Work task: Apart from the pictures, every record here must be copied word for word.

--- --- ---

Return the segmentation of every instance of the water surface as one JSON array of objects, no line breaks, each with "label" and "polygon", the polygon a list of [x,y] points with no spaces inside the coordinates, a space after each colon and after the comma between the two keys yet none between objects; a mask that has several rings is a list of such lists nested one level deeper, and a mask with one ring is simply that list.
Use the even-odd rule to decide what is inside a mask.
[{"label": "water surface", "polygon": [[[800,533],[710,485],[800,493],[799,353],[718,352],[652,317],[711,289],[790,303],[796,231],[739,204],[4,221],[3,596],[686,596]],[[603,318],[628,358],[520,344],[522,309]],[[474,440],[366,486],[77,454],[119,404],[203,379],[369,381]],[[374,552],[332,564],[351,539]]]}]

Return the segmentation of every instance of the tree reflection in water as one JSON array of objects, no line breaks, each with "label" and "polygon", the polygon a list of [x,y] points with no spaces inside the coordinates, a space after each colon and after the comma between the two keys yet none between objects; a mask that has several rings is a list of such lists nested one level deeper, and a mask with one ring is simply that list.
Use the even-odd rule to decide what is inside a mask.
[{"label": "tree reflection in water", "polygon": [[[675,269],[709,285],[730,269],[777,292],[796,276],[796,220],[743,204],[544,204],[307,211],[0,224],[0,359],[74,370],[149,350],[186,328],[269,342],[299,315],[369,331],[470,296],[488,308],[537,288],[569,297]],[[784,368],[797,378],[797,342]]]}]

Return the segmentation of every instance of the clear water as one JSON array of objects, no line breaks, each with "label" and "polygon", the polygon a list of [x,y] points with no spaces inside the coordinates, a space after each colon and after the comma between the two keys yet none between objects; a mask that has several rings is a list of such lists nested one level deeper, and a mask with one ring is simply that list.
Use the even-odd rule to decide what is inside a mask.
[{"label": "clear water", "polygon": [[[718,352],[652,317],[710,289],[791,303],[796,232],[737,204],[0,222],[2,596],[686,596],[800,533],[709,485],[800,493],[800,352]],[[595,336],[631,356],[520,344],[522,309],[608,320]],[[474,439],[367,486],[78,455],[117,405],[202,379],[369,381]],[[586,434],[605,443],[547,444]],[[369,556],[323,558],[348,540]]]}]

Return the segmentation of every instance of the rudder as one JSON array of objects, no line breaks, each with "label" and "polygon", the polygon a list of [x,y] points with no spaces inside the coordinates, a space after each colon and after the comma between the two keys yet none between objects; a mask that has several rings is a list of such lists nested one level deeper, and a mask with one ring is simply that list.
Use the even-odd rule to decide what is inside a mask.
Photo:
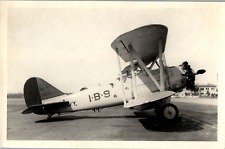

--- --- ---

Exercise result:
Return the segmentation of every instance of the water surface as one JSON array of objects, no line breaks, each with "label" and "polygon", the polygon a list of [x,y] points with no spaces inside the coordinates, a space after each colon and after the comma between the two keys yet none between objects; a mask that has several rings is a list of such lists nested one level deeper, and a mask with one ring is simply that list.
Use the even-odd rule to decide what is inside a mask.
[{"label": "water surface", "polygon": [[[800,533],[710,485],[800,493],[799,353],[718,352],[652,317],[711,289],[790,303],[796,231],[739,204],[4,221],[3,596],[686,596]],[[603,318],[628,358],[520,344],[522,309]],[[474,440],[366,486],[77,454],[119,404],[203,379],[369,381]],[[374,552],[332,564],[351,539]]]}]

Return the segmentation of every instance of the tree reflection in water as one JSON array of objects, no line breaks, each with "label" and "polygon", the polygon a list of [x,y] points with no spaces inside the coordinates, a space after each colon and after the comma between the two keys yet none between objects; a mask that has several rings is a list of such lists nested one level deeper, and a mask with one ring is simply that list.
Use the even-odd rule to decide what is inside a mask.
[{"label": "tree reflection in water", "polygon": [[[675,269],[709,285],[730,269],[777,292],[796,276],[796,220],[743,204],[544,204],[307,211],[0,224],[0,359],[74,370],[149,350],[186,328],[269,342],[299,315],[369,331],[470,296],[488,308],[537,288],[569,297]],[[784,368],[797,378],[797,342]]]}]

Return the segmentation of every instance of the clear water as one JSON array of objects, no line breaks, each with "label" and "polygon", the polygon a list of [x,y] points with no spaces inside the coordinates, a space after each colon and after the comma between the two keys yet none between objects; a mask that has several rings is a list of such lists nested one level deeper, and a mask with one ring is simply that list.
Use the even-odd rule to decide what is inside a mask.
[{"label": "clear water", "polygon": [[[718,352],[652,317],[710,289],[791,303],[796,232],[737,204],[0,222],[2,596],[686,596],[800,533],[709,485],[800,493],[800,352]],[[595,336],[631,356],[520,344],[522,309],[608,320]],[[474,439],[367,486],[78,455],[117,405],[202,379],[369,381]],[[586,434],[605,443],[547,444]],[[369,556],[323,558],[348,540]]]}]

Return the segmentation of every instance of the rudder as one JSON array of objects, no line breaks, each with "label" and "polygon", the polygon a list of [x,y] points with no spaces inside the coordinates, a space after each colon and after the comma between the two keys yet none between objects; a mask that has several rings is a list of such lists nested one level deeper, and a mask with one ring is simply that list.
Use the even-odd rule to decide what is inside a mask.
Photo:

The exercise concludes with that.